## INSTRUCTIONS TO FOLLOW
Write out the stretch of material from its first line through the line that contains "216,254,289,266", both ends included, keeping every line unchanged.

** BEGIN DATA RECORDS **

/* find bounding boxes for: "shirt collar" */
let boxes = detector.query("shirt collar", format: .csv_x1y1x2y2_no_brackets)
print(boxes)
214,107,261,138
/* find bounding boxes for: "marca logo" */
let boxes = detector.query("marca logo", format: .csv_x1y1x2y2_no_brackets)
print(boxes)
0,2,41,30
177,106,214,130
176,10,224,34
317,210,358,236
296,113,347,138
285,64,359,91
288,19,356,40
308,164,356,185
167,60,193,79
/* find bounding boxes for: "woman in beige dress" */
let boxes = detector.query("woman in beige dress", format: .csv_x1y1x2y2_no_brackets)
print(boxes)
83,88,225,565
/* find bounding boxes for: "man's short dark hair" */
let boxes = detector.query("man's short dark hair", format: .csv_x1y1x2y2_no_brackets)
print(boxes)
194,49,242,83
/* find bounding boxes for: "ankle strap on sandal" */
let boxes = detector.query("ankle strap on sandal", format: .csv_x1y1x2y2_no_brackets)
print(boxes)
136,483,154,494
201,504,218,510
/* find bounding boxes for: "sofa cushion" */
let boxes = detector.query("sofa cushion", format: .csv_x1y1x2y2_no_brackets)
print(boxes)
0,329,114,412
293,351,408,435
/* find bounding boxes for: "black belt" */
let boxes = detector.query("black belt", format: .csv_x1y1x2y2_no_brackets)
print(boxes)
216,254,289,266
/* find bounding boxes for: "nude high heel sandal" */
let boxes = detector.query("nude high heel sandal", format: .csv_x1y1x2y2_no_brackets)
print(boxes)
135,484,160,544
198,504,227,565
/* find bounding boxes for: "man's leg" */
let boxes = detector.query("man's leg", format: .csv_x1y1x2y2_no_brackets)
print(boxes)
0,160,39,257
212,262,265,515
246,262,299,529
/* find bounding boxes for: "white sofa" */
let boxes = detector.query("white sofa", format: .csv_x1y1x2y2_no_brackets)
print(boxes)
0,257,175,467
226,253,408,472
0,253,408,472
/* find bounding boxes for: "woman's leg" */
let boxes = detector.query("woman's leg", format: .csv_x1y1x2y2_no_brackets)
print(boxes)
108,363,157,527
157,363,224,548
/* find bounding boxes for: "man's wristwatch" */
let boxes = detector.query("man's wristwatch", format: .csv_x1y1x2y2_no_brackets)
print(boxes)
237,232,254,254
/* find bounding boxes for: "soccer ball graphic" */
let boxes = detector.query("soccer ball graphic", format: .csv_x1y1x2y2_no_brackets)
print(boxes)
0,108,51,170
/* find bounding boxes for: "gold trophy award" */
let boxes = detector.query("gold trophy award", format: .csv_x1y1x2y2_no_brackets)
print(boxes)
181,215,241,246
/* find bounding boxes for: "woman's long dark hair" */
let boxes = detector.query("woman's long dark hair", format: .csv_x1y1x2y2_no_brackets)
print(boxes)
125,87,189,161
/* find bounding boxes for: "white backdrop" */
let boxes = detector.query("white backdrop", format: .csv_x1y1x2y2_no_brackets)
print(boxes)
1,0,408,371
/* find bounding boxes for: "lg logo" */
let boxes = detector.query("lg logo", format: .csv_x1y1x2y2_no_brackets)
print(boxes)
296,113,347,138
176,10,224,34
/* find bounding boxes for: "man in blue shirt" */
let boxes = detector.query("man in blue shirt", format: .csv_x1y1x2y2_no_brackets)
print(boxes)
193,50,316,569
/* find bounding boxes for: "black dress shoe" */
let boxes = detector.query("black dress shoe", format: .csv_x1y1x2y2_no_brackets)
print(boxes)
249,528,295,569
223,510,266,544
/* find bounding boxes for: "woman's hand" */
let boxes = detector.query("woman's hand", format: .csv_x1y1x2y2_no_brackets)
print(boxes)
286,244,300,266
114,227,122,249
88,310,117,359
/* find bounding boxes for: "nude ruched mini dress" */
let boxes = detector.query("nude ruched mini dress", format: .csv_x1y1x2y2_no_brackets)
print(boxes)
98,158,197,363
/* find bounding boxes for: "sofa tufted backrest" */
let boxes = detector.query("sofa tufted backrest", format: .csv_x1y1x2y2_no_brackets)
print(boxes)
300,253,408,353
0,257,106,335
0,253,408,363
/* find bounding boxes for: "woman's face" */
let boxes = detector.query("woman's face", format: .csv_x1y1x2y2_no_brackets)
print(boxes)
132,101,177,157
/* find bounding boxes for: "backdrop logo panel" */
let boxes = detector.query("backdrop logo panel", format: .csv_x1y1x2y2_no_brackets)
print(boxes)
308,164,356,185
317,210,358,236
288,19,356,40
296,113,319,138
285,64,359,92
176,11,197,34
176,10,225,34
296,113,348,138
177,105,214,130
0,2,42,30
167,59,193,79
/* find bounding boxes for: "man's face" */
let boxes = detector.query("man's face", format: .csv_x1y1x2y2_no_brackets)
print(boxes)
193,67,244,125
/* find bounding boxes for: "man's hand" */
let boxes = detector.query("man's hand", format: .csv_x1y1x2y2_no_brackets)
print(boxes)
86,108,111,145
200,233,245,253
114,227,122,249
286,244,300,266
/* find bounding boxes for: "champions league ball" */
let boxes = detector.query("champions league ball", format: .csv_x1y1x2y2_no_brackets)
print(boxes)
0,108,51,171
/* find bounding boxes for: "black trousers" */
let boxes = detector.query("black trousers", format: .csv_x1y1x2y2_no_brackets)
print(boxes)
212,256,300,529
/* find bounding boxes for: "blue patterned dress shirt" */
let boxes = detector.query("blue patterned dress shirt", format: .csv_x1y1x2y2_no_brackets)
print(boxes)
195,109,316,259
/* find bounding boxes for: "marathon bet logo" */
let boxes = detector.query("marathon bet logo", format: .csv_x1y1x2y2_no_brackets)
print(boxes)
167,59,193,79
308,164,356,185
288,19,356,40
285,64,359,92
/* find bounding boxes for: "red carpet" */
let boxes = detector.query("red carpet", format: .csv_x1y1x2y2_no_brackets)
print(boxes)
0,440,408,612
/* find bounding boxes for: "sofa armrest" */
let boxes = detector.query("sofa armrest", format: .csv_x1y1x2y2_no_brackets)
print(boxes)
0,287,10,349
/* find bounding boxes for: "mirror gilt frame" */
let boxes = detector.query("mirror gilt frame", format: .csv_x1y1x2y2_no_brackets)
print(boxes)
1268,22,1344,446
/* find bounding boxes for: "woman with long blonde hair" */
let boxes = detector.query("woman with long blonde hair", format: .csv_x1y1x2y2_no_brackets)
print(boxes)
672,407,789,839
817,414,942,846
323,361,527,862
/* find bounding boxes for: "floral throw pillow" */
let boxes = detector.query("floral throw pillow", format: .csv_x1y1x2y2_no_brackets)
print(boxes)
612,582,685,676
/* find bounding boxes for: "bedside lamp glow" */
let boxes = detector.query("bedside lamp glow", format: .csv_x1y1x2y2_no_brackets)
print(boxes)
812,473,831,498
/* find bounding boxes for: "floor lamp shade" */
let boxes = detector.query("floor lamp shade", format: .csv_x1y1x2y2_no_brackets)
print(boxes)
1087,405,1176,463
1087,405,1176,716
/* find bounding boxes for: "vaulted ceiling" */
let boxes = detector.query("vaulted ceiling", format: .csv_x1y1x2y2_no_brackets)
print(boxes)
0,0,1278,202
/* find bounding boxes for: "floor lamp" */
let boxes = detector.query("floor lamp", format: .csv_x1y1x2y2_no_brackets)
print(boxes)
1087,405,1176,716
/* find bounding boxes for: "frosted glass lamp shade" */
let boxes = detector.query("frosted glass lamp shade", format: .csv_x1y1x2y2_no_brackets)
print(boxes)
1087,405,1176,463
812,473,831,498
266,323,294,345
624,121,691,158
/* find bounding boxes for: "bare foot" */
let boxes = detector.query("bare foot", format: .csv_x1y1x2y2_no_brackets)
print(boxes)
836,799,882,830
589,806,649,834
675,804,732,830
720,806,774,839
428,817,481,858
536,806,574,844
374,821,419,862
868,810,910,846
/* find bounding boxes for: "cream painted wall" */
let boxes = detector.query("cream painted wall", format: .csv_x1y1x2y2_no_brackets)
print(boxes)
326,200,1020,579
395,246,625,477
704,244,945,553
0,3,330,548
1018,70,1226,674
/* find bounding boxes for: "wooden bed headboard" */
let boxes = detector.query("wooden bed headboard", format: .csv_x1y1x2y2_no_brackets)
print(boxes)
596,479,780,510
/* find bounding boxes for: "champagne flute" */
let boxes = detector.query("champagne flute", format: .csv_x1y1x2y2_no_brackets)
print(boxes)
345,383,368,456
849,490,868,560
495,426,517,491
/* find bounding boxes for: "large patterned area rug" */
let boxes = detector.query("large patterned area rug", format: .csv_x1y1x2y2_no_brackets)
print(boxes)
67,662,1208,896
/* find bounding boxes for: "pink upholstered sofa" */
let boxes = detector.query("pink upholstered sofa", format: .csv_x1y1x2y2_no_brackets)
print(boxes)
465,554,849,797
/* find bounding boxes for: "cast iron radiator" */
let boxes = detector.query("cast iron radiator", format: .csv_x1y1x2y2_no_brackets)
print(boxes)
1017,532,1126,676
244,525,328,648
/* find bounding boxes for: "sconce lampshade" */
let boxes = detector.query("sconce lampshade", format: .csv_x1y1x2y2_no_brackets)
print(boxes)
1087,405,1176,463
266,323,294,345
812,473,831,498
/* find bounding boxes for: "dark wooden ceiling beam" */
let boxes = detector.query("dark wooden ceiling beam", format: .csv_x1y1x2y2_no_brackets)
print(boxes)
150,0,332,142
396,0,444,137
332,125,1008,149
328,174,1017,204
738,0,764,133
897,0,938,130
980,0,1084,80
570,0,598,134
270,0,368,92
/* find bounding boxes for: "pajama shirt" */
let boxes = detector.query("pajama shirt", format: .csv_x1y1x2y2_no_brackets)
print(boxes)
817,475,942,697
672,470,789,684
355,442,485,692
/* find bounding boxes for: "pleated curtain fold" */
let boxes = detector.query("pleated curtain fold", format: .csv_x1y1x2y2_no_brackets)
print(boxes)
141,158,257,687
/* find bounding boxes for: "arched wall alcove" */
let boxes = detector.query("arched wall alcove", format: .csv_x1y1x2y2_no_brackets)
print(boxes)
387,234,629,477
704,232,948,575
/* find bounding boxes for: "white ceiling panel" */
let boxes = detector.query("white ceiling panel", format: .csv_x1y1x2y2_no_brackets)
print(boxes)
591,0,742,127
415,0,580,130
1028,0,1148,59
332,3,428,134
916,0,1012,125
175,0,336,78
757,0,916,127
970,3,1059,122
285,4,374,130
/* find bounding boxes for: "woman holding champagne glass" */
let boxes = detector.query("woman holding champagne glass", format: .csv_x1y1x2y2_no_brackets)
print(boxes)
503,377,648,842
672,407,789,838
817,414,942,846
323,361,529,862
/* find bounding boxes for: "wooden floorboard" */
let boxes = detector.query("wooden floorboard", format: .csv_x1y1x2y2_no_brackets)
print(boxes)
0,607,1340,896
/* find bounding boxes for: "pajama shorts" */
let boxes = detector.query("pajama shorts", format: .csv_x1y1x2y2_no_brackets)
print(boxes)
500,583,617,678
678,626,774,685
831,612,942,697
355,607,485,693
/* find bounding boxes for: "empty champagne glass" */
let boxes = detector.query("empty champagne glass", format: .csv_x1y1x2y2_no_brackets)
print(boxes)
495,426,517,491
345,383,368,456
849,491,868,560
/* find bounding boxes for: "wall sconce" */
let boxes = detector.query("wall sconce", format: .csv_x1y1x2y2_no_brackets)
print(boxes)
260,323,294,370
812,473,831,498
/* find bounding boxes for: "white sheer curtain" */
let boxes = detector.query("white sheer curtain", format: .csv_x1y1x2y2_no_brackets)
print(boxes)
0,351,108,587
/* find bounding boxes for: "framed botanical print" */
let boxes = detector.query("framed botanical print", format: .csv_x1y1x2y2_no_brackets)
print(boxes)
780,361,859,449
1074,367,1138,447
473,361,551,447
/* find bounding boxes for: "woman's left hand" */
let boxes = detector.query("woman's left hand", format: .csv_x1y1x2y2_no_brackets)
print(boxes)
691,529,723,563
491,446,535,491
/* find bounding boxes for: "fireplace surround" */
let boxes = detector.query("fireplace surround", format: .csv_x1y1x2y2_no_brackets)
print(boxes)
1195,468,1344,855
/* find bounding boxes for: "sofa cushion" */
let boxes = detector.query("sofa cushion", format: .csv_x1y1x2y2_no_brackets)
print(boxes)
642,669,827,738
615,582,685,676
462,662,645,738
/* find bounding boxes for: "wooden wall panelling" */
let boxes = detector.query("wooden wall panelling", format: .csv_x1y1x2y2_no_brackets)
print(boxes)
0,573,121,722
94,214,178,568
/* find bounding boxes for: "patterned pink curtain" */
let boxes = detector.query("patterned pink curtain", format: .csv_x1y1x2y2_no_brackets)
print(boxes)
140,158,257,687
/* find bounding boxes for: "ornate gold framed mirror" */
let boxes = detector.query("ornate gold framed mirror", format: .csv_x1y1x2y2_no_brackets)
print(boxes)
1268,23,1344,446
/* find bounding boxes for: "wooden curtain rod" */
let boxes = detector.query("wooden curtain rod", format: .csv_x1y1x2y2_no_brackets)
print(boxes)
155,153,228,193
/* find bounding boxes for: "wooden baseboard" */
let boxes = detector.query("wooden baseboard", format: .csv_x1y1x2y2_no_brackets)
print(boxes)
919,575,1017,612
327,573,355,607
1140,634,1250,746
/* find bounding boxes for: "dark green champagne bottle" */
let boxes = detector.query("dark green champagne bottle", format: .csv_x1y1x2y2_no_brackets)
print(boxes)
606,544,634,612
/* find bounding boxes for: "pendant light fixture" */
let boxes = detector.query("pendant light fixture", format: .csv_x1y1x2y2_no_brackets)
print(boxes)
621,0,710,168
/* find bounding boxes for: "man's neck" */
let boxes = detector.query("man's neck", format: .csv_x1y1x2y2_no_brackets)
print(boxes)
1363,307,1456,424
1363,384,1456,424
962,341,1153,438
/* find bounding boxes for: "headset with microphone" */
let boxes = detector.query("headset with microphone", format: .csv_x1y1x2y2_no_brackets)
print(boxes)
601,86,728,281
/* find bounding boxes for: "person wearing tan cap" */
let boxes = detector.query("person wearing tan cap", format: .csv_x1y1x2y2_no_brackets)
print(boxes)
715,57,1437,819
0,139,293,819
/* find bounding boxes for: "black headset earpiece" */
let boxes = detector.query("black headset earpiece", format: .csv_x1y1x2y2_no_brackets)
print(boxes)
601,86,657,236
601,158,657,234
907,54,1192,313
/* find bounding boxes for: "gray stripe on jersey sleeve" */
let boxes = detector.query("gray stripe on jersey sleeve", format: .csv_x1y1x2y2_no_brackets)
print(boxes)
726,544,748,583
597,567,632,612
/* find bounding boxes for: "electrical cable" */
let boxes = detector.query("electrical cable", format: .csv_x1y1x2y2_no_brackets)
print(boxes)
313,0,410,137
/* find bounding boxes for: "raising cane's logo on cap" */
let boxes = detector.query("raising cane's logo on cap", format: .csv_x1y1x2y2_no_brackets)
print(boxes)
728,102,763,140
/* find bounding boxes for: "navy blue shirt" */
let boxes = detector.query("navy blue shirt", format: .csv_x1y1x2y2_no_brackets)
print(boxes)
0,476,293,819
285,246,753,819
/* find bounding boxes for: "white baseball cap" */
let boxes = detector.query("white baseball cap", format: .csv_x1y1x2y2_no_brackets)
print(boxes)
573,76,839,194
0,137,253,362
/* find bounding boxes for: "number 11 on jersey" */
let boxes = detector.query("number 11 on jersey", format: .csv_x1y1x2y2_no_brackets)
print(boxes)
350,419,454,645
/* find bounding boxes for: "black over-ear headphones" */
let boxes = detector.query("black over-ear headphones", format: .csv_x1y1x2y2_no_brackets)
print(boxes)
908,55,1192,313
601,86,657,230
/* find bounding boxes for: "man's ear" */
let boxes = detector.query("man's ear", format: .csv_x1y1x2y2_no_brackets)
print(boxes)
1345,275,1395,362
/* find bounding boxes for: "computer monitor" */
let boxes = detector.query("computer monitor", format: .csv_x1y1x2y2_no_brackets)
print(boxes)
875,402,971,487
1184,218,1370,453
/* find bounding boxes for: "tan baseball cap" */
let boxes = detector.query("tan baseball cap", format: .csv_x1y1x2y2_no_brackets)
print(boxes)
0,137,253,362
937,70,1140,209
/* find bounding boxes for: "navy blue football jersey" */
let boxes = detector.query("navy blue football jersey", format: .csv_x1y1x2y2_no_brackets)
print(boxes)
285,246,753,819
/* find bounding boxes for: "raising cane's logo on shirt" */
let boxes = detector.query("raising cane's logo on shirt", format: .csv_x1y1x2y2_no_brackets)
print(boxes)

** END DATA RECORDS **

## ANSWER TO THE EXERCISE
/* find bounding boxes for: "shirt collar" */
let boxes = detector.query("shirt collar", format: .csv_x1y1x2y2_no_brackets)
print(boxes)
214,107,261,138
/* find bounding boxes for: "marca logo" */
let boxes = detector.query("marca logo", format: .csv_x1y1x2y2_no_brackets)
print(boxes)
0,2,41,30
177,106,214,130
176,10,224,34
317,210,358,236
296,113,347,138
285,64,359,91
288,19,356,40
308,164,356,185
167,60,193,79
/* find bounding boxes for: "woman in beige dress" */
let boxes = detector.query("woman in beige dress", format: .csv_x1y1x2y2_no_brackets)
print(boxes)
83,88,225,565
/* find bounding boxes for: "man's short dark hair" */
let boxes = detector.query("man's short dark hair", format: .csv_x1y1x2y2_no_brackets)
print(boxes)
194,49,242,83
/* find bounding boxes for: "ankle strap on sandal" */
let boxes = detector.query("ankle strap on sandal", format: .csv_x1y1x2y2_no_brackets)
print(boxes)
136,483,154,494
201,504,218,510
/* find bounding boxes for: "sofa cushion" */
let boxes = detector.query("sofa cushion", format: .csv_x1y1x2y2_no_brackets)
print(boxes)
0,329,114,412
293,351,408,435
/* find bounding boxes for: "black belt" */
let boxes = detector.query("black belt", format: .csv_x1y1x2y2_no_brackets)
print(boxes)
216,254,289,266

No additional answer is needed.